(Raw records)
** start **
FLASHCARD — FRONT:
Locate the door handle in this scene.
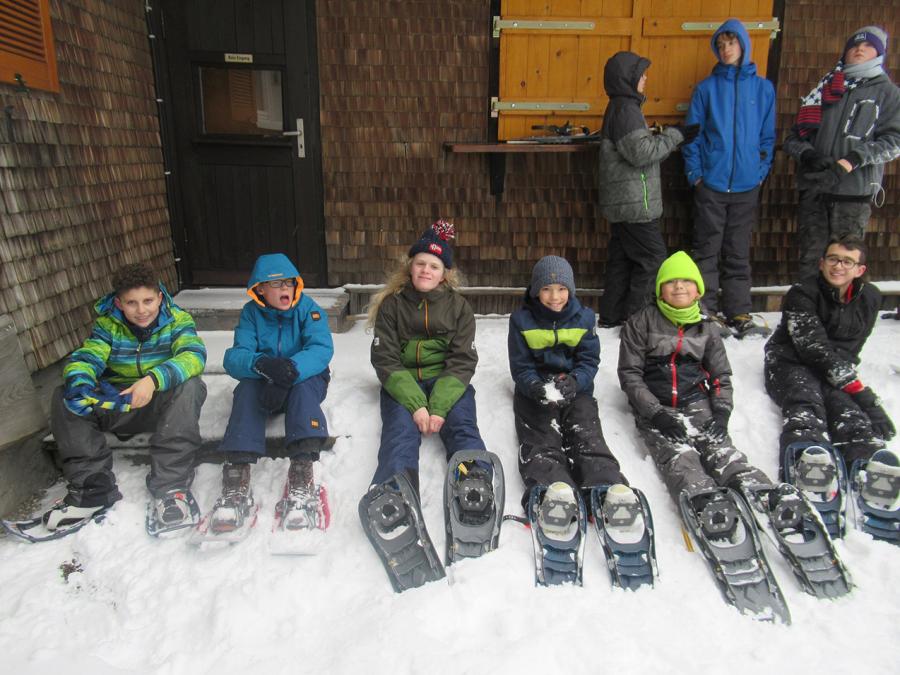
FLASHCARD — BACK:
[281,117,306,159]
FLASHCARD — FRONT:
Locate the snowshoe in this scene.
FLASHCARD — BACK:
[678,487,791,624]
[145,490,200,537]
[742,483,853,598]
[0,499,109,544]
[444,450,505,565]
[269,460,331,555]
[781,443,847,539]
[852,450,900,545]
[359,473,444,593]
[591,484,659,589]
[528,481,587,586]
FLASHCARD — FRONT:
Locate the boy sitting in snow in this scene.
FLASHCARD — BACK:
[210,253,334,533]
[765,236,900,541]
[43,263,206,532]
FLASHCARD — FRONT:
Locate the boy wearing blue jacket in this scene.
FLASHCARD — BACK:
[210,253,334,531]
[681,19,775,337]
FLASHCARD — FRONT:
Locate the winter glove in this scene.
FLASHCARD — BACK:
[650,410,688,443]
[800,148,834,173]
[553,373,578,405]
[851,387,897,441]
[672,124,700,145]
[253,356,300,388]
[701,410,731,443]
[803,162,847,192]
[259,382,291,413]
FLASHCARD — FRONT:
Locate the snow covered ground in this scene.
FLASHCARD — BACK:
[0,314,900,675]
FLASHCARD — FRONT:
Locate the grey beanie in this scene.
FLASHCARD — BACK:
[530,255,575,298]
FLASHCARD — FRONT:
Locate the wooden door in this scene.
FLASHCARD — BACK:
[493,0,777,140]
[152,0,327,286]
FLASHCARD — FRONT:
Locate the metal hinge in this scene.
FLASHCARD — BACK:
[493,16,597,37]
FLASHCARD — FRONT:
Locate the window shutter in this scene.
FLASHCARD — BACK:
[0,0,59,91]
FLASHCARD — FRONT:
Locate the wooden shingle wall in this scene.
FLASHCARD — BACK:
[0,0,175,370]
[316,0,900,288]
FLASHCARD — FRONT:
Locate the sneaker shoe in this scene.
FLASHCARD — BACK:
[860,450,900,511]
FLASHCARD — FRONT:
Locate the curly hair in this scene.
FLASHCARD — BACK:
[113,263,159,295]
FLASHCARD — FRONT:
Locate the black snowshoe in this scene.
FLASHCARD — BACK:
[852,450,900,545]
[742,483,853,598]
[591,484,659,589]
[528,482,587,586]
[444,450,505,565]
[678,487,791,624]
[781,442,848,539]
[359,473,444,593]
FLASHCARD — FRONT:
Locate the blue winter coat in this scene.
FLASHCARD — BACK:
[507,291,600,395]
[224,253,334,382]
[681,19,775,192]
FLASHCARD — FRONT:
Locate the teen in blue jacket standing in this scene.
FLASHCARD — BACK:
[681,19,775,337]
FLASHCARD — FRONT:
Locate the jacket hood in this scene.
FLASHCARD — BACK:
[603,52,650,102]
[709,19,750,67]
[247,253,303,307]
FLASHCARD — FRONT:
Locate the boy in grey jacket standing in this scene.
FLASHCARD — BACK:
[600,52,699,327]
[784,26,900,279]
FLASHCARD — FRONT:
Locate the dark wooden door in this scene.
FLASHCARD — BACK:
[150,0,327,286]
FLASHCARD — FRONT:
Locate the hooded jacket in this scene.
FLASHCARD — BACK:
[224,253,334,382]
[63,284,206,391]
[599,52,684,223]
[370,282,478,418]
[765,274,881,389]
[681,19,775,192]
[507,290,600,396]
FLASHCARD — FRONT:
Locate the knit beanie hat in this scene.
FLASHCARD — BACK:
[409,218,456,269]
[530,255,575,298]
[843,26,887,56]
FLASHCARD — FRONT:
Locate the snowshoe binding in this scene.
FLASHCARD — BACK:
[359,473,444,593]
[528,481,587,586]
[191,464,259,545]
[591,484,659,589]
[852,450,900,545]
[444,450,505,565]
[145,490,200,537]
[0,499,109,544]
[781,443,847,539]
[678,487,791,624]
[742,483,853,598]
[269,459,331,555]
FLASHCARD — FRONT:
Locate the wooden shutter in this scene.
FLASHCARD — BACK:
[492,0,774,140]
[0,0,59,91]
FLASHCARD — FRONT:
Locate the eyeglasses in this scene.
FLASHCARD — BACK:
[825,255,862,270]
[261,279,297,288]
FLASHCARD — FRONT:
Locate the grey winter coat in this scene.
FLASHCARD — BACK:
[599,52,684,223]
[784,74,900,197]
[618,305,733,419]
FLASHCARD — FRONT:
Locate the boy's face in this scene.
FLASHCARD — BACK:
[659,279,700,309]
[256,279,297,310]
[844,41,878,66]
[409,253,444,293]
[819,244,866,294]
[538,284,569,312]
[114,286,162,328]
[716,35,743,66]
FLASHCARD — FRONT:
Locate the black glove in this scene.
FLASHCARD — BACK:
[701,410,731,443]
[803,162,847,192]
[800,148,834,173]
[553,373,578,405]
[253,356,300,388]
[259,382,291,413]
[650,410,688,443]
[852,387,897,441]
[672,124,700,145]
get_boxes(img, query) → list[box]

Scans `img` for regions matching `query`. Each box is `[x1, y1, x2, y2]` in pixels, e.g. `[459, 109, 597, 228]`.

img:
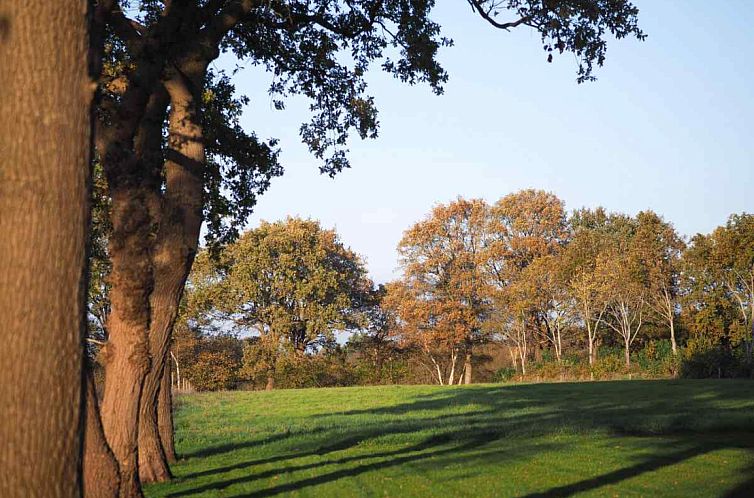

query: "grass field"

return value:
[146, 380, 754, 498]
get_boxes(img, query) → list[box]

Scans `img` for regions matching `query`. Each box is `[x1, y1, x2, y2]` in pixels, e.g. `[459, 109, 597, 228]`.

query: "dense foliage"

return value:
[170, 190, 754, 389]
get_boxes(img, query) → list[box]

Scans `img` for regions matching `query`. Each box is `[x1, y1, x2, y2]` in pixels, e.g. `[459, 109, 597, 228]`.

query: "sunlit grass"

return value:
[147, 380, 754, 497]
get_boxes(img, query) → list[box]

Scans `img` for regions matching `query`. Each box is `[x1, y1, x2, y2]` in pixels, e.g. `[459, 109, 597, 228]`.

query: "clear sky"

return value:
[220, 0, 754, 282]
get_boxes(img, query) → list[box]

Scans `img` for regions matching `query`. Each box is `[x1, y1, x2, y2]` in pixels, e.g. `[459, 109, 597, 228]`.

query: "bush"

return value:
[492, 367, 518, 382]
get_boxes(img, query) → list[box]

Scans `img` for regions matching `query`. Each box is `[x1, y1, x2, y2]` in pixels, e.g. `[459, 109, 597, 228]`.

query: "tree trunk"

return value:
[139, 70, 205, 482]
[157, 361, 177, 464]
[83, 368, 120, 498]
[670, 318, 678, 356]
[463, 350, 471, 385]
[100, 182, 151, 498]
[0, 0, 93, 498]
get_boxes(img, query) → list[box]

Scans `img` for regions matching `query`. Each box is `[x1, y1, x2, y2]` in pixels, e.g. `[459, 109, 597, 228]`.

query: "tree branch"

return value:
[466, 0, 534, 31]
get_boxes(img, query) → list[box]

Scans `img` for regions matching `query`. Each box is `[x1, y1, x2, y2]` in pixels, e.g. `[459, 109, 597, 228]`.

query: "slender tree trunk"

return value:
[157, 361, 177, 464]
[0, 0, 93, 498]
[83, 368, 120, 498]
[463, 349, 471, 385]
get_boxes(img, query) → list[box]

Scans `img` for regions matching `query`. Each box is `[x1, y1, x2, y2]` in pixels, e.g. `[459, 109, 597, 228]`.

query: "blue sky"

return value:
[220, 0, 754, 282]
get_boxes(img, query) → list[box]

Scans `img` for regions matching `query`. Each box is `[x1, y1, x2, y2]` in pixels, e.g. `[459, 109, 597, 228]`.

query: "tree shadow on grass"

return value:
[168, 381, 754, 498]
[523, 445, 726, 498]
[167, 432, 516, 498]
[180, 428, 324, 460]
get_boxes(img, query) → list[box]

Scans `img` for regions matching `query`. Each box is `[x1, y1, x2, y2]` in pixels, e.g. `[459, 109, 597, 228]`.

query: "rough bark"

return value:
[157, 368, 177, 464]
[139, 66, 205, 482]
[0, 0, 93, 498]
[100, 87, 167, 497]
[83, 369, 120, 498]
[463, 350, 471, 385]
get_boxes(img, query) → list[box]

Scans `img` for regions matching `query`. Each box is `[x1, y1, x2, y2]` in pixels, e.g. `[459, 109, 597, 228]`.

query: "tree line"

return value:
[0, 0, 644, 497]
[169, 190, 754, 389]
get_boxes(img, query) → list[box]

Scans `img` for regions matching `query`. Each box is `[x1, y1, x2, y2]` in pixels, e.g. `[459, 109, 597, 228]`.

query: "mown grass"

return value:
[146, 380, 754, 498]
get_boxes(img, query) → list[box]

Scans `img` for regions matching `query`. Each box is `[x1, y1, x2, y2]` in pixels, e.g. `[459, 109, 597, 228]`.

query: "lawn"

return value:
[146, 380, 754, 498]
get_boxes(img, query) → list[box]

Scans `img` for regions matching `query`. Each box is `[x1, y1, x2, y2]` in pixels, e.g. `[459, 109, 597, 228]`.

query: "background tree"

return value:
[633, 211, 684, 355]
[596, 214, 648, 369]
[562, 214, 609, 367]
[681, 214, 753, 376]
[520, 255, 573, 363]
[185, 218, 372, 388]
[484, 189, 569, 362]
[391, 198, 490, 384]
[0, 0, 96, 497]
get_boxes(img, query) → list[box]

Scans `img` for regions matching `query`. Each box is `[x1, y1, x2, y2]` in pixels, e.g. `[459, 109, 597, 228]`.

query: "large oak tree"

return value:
[86, 0, 643, 490]
[0, 0, 94, 498]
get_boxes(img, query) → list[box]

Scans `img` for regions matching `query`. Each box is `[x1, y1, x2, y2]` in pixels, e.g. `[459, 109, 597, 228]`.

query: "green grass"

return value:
[146, 380, 754, 498]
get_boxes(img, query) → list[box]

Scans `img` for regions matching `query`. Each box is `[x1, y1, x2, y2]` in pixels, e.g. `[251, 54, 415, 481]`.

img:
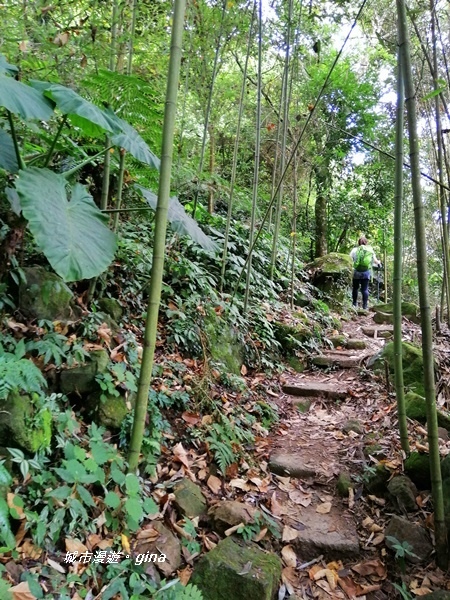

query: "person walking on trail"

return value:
[350, 236, 381, 310]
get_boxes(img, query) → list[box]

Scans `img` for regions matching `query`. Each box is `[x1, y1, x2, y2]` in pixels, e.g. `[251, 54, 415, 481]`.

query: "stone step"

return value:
[311, 352, 362, 369]
[361, 325, 394, 339]
[281, 379, 347, 400]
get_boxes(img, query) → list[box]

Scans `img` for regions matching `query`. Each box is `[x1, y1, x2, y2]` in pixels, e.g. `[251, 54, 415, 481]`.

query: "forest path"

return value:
[269, 313, 391, 561]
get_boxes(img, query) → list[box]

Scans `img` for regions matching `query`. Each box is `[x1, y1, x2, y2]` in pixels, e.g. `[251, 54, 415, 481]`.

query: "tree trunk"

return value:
[128, 0, 186, 472]
[397, 0, 448, 570]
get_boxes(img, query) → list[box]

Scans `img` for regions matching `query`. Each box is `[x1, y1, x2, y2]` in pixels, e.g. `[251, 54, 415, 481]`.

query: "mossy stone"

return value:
[19, 267, 74, 321]
[368, 342, 424, 396]
[173, 478, 206, 518]
[97, 298, 123, 322]
[364, 464, 391, 494]
[0, 392, 53, 454]
[96, 393, 128, 431]
[60, 350, 109, 396]
[272, 321, 313, 356]
[405, 392, 450, 431]
[205, 309, 243, 375]
[191, 537, 281, 600]
[305, 252, 353, 308]
[372, 302, 420, 323]
[404, 452, 431, 490]
[336, 471, 353, 498]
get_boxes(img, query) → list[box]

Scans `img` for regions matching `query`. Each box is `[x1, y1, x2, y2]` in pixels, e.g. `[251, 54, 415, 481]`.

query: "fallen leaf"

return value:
[281, 525, 298, 542]
[316, 502, 331, 515]
[9, 581, 36, 600]
[181, 410, 201, 425]
[47, 558, 66, 573]
[206, 475, 222, 494]
[281, 546, 297, 569]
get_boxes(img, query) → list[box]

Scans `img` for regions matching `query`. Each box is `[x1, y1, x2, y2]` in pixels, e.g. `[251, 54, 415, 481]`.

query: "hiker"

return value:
[350, 236, 381, 310]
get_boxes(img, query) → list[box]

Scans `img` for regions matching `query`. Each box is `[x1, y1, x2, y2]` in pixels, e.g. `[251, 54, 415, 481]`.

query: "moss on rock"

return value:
[404, 452, 431, 490]
[305, 252, 353, 308]
[0, 392, 52, 454]
[191, 537, 281, 600]
[405, 392, 450, 431]
[368, 342, 424, 395]
[19, 267, 74, 321]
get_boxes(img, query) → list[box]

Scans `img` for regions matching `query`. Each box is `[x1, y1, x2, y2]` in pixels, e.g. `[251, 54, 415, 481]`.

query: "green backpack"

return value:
[354, 246, 373, 272]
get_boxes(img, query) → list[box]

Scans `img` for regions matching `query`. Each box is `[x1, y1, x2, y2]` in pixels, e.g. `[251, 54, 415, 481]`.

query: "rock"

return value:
[342, 419, 364, 434]
[0, 392, 53, 454]
[97, 298, 123, 323]
[372, 302, 420, 323]
[388, 475, 418, 512]
[367, 342, 424, 395]
[272, 321, 313, 356]
[404, 452, 431, 490]
[373, 312, 394, 325]
[134, 521, 181, 577]
[208, 500, 257, 535]
[290, 505, 360, 561]
[60, 350, 109, 396]
[204, 307, 244, 375]
[282, 379, 348, 400]
[385, 515, 433, 564]
[191, 537, 281, 600]
[173, 478, 206, 517]
[347, 338, 367, 350]
[269, 454, 317, 479]
[93, 391, 128, 431]
[311, 354, 361, 369]
[364, 464, 391, 494]
[19, 267, 76, 321]
[336, 471, 353, 498]
[292, 398, 312, 414]
[405, 392, 450, 431]
[305, 252, 353, 308]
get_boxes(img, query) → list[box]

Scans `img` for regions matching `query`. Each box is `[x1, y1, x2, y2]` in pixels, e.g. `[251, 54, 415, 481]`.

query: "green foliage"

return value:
[0, 340, 47, 400]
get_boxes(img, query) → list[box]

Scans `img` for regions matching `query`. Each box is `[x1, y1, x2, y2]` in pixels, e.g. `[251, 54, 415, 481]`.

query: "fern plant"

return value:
[0, 340, 47, 400]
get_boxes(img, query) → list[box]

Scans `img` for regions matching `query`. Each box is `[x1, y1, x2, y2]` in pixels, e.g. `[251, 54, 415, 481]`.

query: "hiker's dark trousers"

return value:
[352, 273, 370, 308]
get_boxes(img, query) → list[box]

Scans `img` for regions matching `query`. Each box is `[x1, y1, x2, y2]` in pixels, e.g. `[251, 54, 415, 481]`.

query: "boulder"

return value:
[405, 392, 450, 431]
[87, 390, 128, 431]
[19, 267, 77, 321]
[173, 478, 206, 518]
[191, 537, 281, 600]
[385, 515, 433, 564]
[208, 500, 256, 535]
[0, 392, 53, 454]
[372, 302, 420, 323]
[305, 252, 353, 308]
[272, 321, 313, 356]
[134, 521, 181, 577]
[60, 350, 109, 396]
[404, 452, 431, 490]
[97, 298, 123, 323]
[388, 475, 418, 512]
[367, 342, 424, 395]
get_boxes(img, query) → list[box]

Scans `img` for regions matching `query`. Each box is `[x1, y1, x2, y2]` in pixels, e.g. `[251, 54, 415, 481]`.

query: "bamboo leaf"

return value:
[0, 75, 53, 121]
[136, 185, 218, 252]
[0, 129, 19, 173]
[17, 167, 117, 281]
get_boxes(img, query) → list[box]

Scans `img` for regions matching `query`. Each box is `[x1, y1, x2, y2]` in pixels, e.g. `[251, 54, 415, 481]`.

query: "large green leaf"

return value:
[136, 185, 218, 252]
[30, 80, 120, 137]
[0, 74, 53, 121]
[16, 167, 117, 281]
[107, 110, 161, 169]
[0, 498, 16, 549]
[0, 129, 19, 173]
[0, 54, 19, 75]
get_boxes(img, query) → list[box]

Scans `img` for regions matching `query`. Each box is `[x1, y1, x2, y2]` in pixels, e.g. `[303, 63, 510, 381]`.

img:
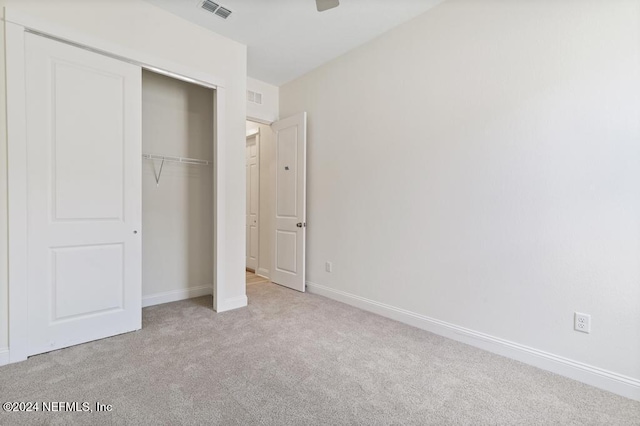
** end **
## Task brief
List every line in the listing above that contains the string "hiker".

## Solution for this task
query: "hiker"
query: "hiker's dark trousers"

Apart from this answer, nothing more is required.